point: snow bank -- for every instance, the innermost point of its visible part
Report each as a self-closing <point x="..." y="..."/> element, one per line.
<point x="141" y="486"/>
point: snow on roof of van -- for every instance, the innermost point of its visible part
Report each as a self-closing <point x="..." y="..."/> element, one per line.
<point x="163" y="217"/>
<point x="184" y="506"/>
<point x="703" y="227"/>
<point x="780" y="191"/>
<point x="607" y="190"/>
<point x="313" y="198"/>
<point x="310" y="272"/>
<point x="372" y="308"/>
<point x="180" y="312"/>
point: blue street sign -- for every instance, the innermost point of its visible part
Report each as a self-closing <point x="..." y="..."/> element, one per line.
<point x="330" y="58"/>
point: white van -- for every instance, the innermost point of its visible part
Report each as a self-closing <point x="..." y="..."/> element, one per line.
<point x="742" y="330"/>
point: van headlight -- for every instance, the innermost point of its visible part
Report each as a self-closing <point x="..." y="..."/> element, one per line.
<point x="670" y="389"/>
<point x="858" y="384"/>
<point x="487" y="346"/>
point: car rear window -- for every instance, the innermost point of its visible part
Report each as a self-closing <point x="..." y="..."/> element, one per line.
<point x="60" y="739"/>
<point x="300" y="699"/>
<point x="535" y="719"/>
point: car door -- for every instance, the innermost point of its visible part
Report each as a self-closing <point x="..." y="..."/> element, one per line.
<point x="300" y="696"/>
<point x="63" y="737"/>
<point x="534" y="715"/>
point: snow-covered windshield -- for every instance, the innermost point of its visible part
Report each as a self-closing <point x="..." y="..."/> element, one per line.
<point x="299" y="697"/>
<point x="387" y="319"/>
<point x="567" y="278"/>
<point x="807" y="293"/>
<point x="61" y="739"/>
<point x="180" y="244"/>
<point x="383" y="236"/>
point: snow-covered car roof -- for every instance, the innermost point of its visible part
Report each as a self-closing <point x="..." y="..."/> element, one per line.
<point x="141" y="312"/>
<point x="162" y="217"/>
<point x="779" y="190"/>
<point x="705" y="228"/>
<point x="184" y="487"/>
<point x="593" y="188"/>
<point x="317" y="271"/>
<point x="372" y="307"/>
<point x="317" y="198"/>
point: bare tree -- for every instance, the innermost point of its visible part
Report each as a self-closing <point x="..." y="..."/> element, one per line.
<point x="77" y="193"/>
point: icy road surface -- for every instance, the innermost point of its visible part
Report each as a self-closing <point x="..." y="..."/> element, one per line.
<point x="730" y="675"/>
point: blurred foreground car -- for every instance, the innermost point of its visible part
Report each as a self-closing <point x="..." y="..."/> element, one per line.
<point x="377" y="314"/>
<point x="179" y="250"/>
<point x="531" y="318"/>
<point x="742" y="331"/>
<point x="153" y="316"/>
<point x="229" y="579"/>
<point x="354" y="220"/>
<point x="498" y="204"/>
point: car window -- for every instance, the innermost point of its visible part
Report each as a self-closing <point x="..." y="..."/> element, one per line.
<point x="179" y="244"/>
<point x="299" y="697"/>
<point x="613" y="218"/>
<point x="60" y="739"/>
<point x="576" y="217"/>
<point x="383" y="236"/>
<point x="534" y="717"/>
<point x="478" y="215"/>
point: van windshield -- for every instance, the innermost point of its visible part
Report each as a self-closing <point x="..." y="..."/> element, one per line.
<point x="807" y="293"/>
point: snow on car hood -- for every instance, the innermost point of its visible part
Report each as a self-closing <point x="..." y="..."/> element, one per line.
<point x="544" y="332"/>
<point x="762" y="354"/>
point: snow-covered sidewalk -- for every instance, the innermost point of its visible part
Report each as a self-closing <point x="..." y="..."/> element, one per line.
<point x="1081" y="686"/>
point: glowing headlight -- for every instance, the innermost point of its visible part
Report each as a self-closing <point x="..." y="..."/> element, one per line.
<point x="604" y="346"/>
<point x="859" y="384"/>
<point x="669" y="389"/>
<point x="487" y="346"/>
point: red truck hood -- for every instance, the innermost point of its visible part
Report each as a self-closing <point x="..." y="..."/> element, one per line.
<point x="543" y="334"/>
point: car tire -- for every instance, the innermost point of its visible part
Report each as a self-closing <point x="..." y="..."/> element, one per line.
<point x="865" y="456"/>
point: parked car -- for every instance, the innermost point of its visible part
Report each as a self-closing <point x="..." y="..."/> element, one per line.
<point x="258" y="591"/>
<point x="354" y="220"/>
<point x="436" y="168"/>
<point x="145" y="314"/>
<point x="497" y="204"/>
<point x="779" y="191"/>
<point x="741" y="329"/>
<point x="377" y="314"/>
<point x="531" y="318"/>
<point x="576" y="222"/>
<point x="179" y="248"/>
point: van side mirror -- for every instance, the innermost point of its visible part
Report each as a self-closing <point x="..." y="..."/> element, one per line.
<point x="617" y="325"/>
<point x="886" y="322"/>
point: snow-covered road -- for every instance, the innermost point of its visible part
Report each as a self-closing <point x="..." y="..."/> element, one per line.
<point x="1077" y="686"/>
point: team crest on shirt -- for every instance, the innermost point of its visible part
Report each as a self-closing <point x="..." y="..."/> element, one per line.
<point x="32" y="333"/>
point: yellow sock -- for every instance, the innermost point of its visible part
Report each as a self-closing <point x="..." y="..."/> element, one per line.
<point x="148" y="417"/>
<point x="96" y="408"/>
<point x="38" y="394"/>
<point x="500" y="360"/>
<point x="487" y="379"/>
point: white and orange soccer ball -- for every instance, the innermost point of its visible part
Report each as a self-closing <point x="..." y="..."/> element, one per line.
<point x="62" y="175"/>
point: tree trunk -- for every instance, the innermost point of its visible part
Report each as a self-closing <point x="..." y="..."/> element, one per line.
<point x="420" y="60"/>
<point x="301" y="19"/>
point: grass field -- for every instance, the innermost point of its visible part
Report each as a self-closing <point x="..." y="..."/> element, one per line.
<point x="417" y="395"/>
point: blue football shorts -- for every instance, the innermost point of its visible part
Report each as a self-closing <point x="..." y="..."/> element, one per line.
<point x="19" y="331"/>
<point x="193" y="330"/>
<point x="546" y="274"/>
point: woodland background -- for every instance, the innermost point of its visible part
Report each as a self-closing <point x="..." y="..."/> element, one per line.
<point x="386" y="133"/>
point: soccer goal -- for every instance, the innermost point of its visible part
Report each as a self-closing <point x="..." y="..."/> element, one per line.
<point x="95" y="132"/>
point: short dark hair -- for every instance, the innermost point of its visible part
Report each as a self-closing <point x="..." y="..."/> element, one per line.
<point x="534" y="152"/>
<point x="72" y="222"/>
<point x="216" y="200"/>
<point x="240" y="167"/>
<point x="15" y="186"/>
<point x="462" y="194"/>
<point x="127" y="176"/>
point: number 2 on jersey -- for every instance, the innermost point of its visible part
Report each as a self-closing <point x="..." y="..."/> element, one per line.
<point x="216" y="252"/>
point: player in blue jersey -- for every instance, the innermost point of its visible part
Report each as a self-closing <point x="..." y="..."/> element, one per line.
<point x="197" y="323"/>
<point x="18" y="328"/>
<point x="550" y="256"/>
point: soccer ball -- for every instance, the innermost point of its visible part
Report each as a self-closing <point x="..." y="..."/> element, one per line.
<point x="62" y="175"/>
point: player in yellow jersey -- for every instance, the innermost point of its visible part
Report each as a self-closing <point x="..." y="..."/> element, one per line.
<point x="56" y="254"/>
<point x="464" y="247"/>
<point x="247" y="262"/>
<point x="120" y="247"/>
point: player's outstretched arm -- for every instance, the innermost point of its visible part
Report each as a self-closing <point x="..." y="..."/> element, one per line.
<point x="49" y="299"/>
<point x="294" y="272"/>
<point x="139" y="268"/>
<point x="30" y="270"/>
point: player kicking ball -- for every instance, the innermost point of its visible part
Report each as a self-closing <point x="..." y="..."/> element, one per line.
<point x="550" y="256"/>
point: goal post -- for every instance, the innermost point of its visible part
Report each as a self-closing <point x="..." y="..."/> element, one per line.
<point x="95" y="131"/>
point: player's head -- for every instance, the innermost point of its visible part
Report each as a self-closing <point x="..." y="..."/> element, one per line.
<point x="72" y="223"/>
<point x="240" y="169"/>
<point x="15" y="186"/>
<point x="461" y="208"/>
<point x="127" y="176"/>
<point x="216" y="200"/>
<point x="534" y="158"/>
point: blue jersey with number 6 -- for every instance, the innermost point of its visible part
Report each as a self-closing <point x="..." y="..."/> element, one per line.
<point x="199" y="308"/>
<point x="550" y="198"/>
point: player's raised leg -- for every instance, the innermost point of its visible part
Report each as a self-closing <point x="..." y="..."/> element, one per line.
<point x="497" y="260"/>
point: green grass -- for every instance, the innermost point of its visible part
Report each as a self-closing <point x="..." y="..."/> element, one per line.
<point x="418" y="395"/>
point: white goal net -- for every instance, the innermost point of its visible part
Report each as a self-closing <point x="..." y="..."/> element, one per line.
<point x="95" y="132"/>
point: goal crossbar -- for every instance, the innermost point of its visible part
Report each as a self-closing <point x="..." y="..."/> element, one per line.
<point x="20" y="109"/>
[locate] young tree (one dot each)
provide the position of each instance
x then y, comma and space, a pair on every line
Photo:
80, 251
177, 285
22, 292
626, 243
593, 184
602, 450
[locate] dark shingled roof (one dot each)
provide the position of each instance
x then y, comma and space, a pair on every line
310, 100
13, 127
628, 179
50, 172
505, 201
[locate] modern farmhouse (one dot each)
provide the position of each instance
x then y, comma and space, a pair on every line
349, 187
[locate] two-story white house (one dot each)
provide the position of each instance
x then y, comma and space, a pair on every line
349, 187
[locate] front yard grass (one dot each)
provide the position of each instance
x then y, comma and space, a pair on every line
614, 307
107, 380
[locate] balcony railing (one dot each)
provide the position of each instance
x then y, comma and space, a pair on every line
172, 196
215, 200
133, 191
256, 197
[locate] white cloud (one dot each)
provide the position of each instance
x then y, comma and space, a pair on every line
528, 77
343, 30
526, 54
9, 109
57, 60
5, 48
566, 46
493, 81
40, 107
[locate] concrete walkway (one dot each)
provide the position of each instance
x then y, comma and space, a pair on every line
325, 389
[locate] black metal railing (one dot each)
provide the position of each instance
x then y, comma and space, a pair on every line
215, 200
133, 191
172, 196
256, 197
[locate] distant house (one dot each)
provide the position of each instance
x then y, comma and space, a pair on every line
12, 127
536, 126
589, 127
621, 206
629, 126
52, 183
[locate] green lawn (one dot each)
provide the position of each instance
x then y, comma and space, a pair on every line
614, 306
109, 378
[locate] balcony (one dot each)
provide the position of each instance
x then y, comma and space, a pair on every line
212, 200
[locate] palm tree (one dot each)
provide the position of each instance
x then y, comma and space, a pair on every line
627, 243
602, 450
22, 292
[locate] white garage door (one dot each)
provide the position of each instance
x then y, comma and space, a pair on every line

* **Task requirements**
Write out the material from the line containing "[locate] distant house (one dot each)" through the end of the material, changing "palm tree" to "fan palm" and leaving everything else as it stands.

* **Task output**
[locate] distant house (one dot each)
provide the position of each instance
x then y, comma and space, a pair on every line
12, 127
536, 126
589, 127
621, 206
629, 126
52, 183
[locate] green lawn (one dot each)
provide the position of each instance
x then y, comma and space, a pair on every line
614, 306
109, 378
[locate] balcony (one dot each)
provide the position of each instance
x then y, comma and space, a pair on every line
212, 200
[locate] fan palm (one dot each)
provide the position of each instance
x then y, comma and space, a pair on every line
627, 243
602, 450
22, 292
[locate] white garage door (one dot each)
provide the position of each instance
x then y, comma and space, a pair on every line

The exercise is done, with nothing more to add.